• Dataset records

──────────────────────────────

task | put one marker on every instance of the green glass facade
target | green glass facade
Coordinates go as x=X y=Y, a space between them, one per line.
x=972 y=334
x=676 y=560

──────────────────────────────

• Problem
Update the rows above by replacing "green glass facade" with "tinted glass facade" wherever it appears. Write all of the lines out again, with nothing else changed.

• Result of the exercise
task | put one marker on every instance of the tinted glass facade
target | tinted glass facade
Coordinates go as x=X y=Y, a space between them, one per line.
x=972 y=334
x=676 y=560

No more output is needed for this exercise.